— Set problem 1 —
From the stenciling guide, extract the text between "Stenciling is easy" and "Paint (for touch-ups)", inclusive.
— Set problem 2 —
Which two kinds of stencil paint does the stenciling guide list?

— Selection —
[Start]
Stenciling is easy when you follow a few basic guidelines!
If you properly prepare the surface to be stenciled and use the proper tools and techniques, your stenciling project should be a fun and rewarding experience. Not to mention how much money you can save with DIY decorating. Any mistakes are easily correctible so let’s go and stencil something!
What You’ll Need
  • Your Cutting Edge Stencil
  • Stencil Paint (latex or acrylics)
  • Base Coat Paint (for touch-ups)
  • Low Tack Painters Tape
  • Dense foam mini-roller(s)
  • Stencil Brushes (one for each color)
  • Paint Tray or Paper Plate
  • Paper Towels
  • Spray Adhesive (optional)
  • Cutting Edge Stencil Clip-on Level (optional)
  • Sample Board (cardboard or poster board) (optional)
[End]
— Source data —
[Start]
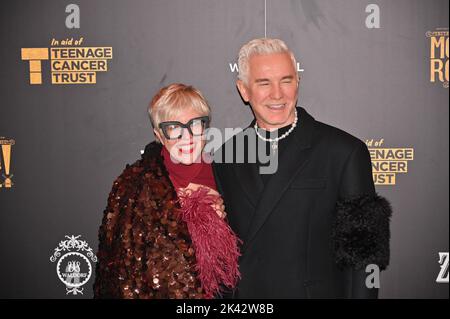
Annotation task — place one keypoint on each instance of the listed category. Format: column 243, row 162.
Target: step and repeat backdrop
column 77, row 77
[End]
— Expected answer 1 —
Stenciling is easy when you follow a few basic guidelines!
If you properly prepare the surface to be stenciled and use the proper tools and techniques, your stenciling project should be a fun and rewarding experience. Not to mention how much money you can save with DIY decorating. Any mistakes are easily correctible so let’s go and stencil something!
What You’ll Need
  • Your Cutting Edge Stencil
  • Stencil Paint (latex or acrylics)
  • Base Coat Paint (for touch-ups)

— Expected answer 2 —
Latex or acrylics.